### Consigne A
Extrayez de l'extrait sur les relations entre la France et l'Algérie le passage situé entre « Enfin, troisième élément » et « par Bruno Retailleau. », ces deux bouts compris, sans rien y changer.

Quel objectif devrions-nous poursuivre désormais, selon vous ?

Si l’objectif est d’obtenir la reprise des ressortissants algériens illégalement présents sur le territoire national, je crains que nous fassions fausse route. J’entends les diplomates dire qu’on n’y arrivera que par une politique des petits pas. Peut-être, mais la situation s’est tellement envenimée… Il est peu probable que l’Algérie revienne sur la position qui est la sienne. Pour la simple raison que sans l’adversaire français et l’utilisation à satiété de la mémoire coloniale, le gouvernement algérien se trouverait bien embarrassé pour justifier la situation économique très difficile du pays qui, 60 ans après l’indépendance, ne peut être que la conséquence de la gestion de l’économie algérienne par les autorités algériennes. Donc la question est plutôt : quel est l’enjeu ? Une confrontation triplement symbolique. D’abord, un pays, un peuple, la France et les Français ont le droit de ne pas se faire humilier publiquement.

Deuxièmement, dans le monde international actuel qui est celui de la réaffirmation de la puissance, comment voulez-vous que notre diplomatie et la voix de la France soient prises au sérieux si nous ne sommes pas capables d’aller plus loin dans la riposte ? Réagir est une façon de ne pas affaiblir notre voix dans le monde.

Enfin, troisième élément symbolique, les propos de l’ancien ministre algérien et ambassadeur Abdelaziz Rahabi qui a déclaré il y a quelques jours : “Notre problème est avec la droite, non avec la France.” C’est une immixtion dans la politique intérieure française. Au regard de ces éléments, nous n’avons pas d’autres choix que la riposte graduée réclamée par Bruno Retailleau.

### Données affichées
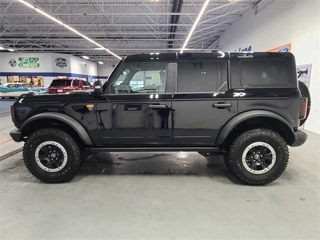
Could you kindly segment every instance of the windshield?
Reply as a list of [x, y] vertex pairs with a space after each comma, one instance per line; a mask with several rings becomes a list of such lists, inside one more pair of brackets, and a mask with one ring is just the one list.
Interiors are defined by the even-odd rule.
[[34, 86], [32, 86], [31, 84], [22, 84], [22, 86], [23, 86], [24, 88], [33, 88]]
[[55, 79], [51, 83], [50, 86], [70, 86], [70, 80], [64, 80], [63, 79]]

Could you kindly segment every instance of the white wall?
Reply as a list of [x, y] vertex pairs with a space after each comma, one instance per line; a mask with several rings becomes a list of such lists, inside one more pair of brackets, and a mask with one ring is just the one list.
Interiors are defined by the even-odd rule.
[[[28, 68], [21, 68], [18, 66], [19, 58], [38, 58], [38, 66]], [[56, 58], [63, 58], [66, 60], [66, 66], [63, 68], [57, 66]], [[9, 64], [10, 59], [16, 61], [16, 65], [12, 66]], [[72, 55], [44, 52], [0, 52], [0, 72], [48, 73], [54, 74], [56, 76], [65, 76], [64, 74], [90, 75], [96, 76], [97, 66], [92, 62]], [[52, 80], [56, 78], [54, 74], [44, 76], [44, 87], [49, 86]], [[3, 84], [7, 82], [6, 76], [0, 76], [1, 83]]]
[[114, 67], [108, 64], [98, 64], [98, 76], [110, 76], [110, 74], [114, 69]]
[[72, 74], [97, 76], [96, 64], [70, 55], [70, 66]]
[[256, 14], [255, 10], [249, 9], [220, 35], [219, 42], [219, 48], [222, 50], [238, 50], [239, 48], [251, 46], [253, 52], [266, 51], [291, 43], [291, 52], [296, 57], [297, 65], [312, 64], [310, 86], [312, 104], [304, 129], [318, 134], [320, 134], [320, 5], [318, 0], [278, 0], [260, 10]]

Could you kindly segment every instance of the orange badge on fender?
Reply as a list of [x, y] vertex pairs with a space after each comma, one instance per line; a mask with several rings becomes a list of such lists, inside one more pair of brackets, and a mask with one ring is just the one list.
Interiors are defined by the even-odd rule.
[[87, 104], [86, 107], [90, 111], [91, 110], [94, 109], [94, 105], [93, 104]]

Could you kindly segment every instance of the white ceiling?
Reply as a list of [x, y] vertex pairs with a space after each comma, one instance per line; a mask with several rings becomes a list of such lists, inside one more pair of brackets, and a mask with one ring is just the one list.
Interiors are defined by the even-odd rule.
[[[124, 56], [178, 52], [203, 0], [26, 0]], [[212, 0], [186, 48], [208, 50], [248, 8], [260, 0]], [[18, 52], [86, 55], [111, 64], [118, 60], [61, 25], [16, 0], [0, 2], [0, 46]]]

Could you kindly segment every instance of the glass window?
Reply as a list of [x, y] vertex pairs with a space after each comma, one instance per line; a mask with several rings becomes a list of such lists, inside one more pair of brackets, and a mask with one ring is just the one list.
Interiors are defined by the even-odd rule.
[[278, 86], [289, 84], [288, 63], [284, 60], [252, 59], [240, 61], [241, 85]]
[[34, 86], [44, 86], [43, 76], [8, 76], [8, 82], [25, 82]]
[[168, 64], [124, 64], [111, 83], [111, 94], [166, 92]]
[[[216, 92], [228, 80], [226, 69], [226, 62], [178, 62], [178, 92]], [[220, 90], [227, 89], [225, 84]]]
[[55, 79], [52, 81], [50, 86], [70, 86], [72, 81], [63, 79]]
[[78, 86], [80, 85], [79, 81], [78, 80], [74, 80], [73, 82], [72, 85], [74, 86]]
[[31, 84], [22, 84], [22, 86], [23, 88], [32, 88], [32, 86]]

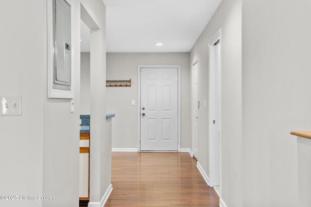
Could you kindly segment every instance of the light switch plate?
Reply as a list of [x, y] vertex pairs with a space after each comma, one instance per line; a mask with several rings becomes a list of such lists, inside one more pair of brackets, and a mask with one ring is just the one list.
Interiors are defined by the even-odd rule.
[[73, 99], [70, 100], [70, 112], [74, 111], [74, 100]]
[[0, 96], [0, 113], [1, 116], [20, 116], [21, 115], [21, 96]]

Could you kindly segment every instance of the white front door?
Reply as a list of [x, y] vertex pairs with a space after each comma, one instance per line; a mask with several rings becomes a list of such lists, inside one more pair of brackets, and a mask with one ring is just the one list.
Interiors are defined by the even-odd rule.
[[217, 42], [214, 46], [215, 49], [215, 82], [214, 87], [214, 112], [213, 114], [213, 134], [214, 137], [214, 158], [213, 162], [213, 185], [219, 186], [220, 141], [220, 44]]
[[209, 175], [210, 187], [220, 185], [221, 139], [221, 66], [220, 29], [209, 43]]
[[178, 150], [178, 69], [140, 69], [140, 150]]
[[193, 67], [192, 81], [193, 85], [193, 156], [197, 159], [198, 158], [198, 110], [199, 102], [198, 98], [198, 63], [196, 63]]

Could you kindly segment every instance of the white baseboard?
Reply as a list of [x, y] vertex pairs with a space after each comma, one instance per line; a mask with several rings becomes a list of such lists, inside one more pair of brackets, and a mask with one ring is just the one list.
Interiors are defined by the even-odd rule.
[[225, 202], [221, 198], [219, 198], [219, 206], [220, 207], [227, 207], [227, 205], [225, 205]]
[[203, 178], [204, 178], [205, 182], [206, 182], [208, 186], [209, 186], [209, 178], [208, 178], [208, 176], [207, 176], [207, 174], [205, 173], [205, 172], [204, 172], [204, 170], [203, 170], [202, 167], [201, 166], [198, 161], [196, 163], [196, 167], [197, 167], [199, 169], [199, 171], [200, 171], [200, 173], [201, 173], [201, 175], [202, 175], [202, 176], [203, 177]]
[[113, 148], [112, 152], [138, 152], [137, 148]]
[[106, 191], [106, 192], [102, 198], [102, 200], [101, 200], [100, 202], [88, 202], [88, 204], [87, 205], [87, 207], [104, 207], [105, 205], [107, 200], [108, 200], [108, 198], [109, 198], [109, 195], [110, 195], [110, 193], [112, 191], [112, 184], [110, 184], [107, 191]]
[[193, 157], [193, 153], [192, 153], [192, 152], [191, 151], [191, 150], [189, 148], [182, 148], [180, 149], [180, 152], [189, 152], [191, 157]]

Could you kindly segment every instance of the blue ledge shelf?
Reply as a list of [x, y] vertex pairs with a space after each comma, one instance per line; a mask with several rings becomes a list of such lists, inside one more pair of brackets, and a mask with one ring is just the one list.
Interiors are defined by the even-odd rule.
[[[106, 120], [111, 119], [115, 116], [116, 116], [116, 114], [114, 113], [106, 113]], [[90, 115], [80, 115], [80, 118], [82, 119], [80, 133], [89, 133]]]
[[116, 116], [116, 114], [114, 113], [106, 113], [106, 119], [111, 119], [115, 116]]

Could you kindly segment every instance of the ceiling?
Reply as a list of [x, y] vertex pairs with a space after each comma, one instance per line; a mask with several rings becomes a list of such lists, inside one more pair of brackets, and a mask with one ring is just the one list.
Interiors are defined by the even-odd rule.
[[[221, 0], [103, 0], [106, 51], [189, 52]], [[81, 51], [89, 51], [89, 30], [82, 21]]]

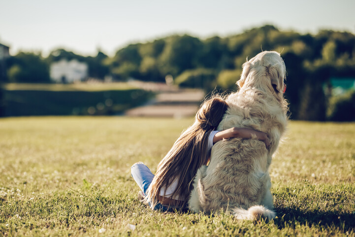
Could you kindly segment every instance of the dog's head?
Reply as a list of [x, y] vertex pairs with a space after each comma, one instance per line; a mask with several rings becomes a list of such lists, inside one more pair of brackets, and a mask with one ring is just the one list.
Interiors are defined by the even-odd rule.
[[240, 89], [255, 87], [271, 91], [282, 99], [286, 85], [284, 83], [286, 68], [280, 54], [264, 51], [258, 54], [242, 66], [243, 72], [237, 84]]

### Consigne B
Dans les enregistrements, recopiez en entier les lignes situées entre celle qui contient « Could you kindly segment every instance of the glass » et celle qui contient « 63], [196, 63]] », incluses, et seulement celles-là, en multipliant par 0,4 chaque coordonnée des réponses et en arrondissant à l'entier, les demis vers le haut. Ne mettez pas les images dans votre réponse.

### Résultat attendu A
Enfin, troisième élément symbolique, les propos de l’ancien ministre algérien et ambassadeur Abdelaziz Rahabi qui a déclaré il y a quelques jours : “Notre problème est avec la droite, non avec la France.” C’est une immixtion dans la politique intérieure française. Au regard de ces éléments, nous n’avons pas d’autres choix que la riposte graduée réclamée par Bruno Retailleau.

### Résultat attendu B
Could you kindly segment every instance of the glass window?
Reply as a list of [x, y] vertex pairs with a space after each comma, one instance per line; a mask with several rings becomes a list of such lists, inside one more pair of brackets, and a mask with one ring is just the one list.
Interiors are defined by the even-odd rule.
[[111, 34], [116, 34], [115, 25], [114, 24], [101, 24], [96, 24], [96, 34]]
[[14, 34], [18, 34], [17, 30], [3, 30], [3, 33], [10, 33]]
[[67, 26], [50, 26], [44, 33], [44, 38], [66, 37]]
[[[86, 37], [91, 32], [90, 28], [90, 25], [71, 25], [71, 37]], [[88, 36], [91, 36], [90, 34]]]
[[22, 32], [21, 32], [20, 34], [28, 34], [29, 32], [25, 32]]
[[31, 34], [32, 34], [32, 32], [31, 32], [30, 32], [29, 33], [29, 34], [30, 34]]
[[12, 34], [9, 34], [9, 34], [9, 35], [13, 35], [13, 34]]

Could you kindly segment every instance of the light switch plate?
Reply as a list of [x, y] vertex pairs with a space after each comma, one instance per line; a mask with several rings becomes a list of such lists, inside one more pair of brackets, and a mask with one ring is just the one list.
Interiors are defined by the even-odd rule.
[[29, 40], [28, 40], [28, 45], [30, 44], [30, 40]]
[[0, 38], [0, 45], [0, 46], [8, 46], [8, 46], [8, 38]]

Could you kindly segment every instance of the white front door?
Reply as a list of [x, y] vertex pairs with a space after each comma, one instance per line; a mask with several rings becomes a list of such lists, inside one more pair of brackets, and a mask with one ring is just the one list.
Interiors are defined by the even-odd rule.
[[87, 17], [86, 18], [86, 20], [86, 33], [86, 35], [86, 45], [85, 46], [85, 54], [86, 55], [86, 63], [85, 65], [85, 74], [88, 74], [88, 56], [88, 18]]
[[84, 70], [84, 75], [88, 74], [88, 56], [88, 26], [88, 12], [84, 17]]
[[71, 60], [71, 28], [56, 28], [56, 60]]
[[77, 27], [77, 32], [77, 34], [77, 62], [79, 64], [79, 63], [79, 44], [80, 41], [79, 39], [79, 25], [78, 25]]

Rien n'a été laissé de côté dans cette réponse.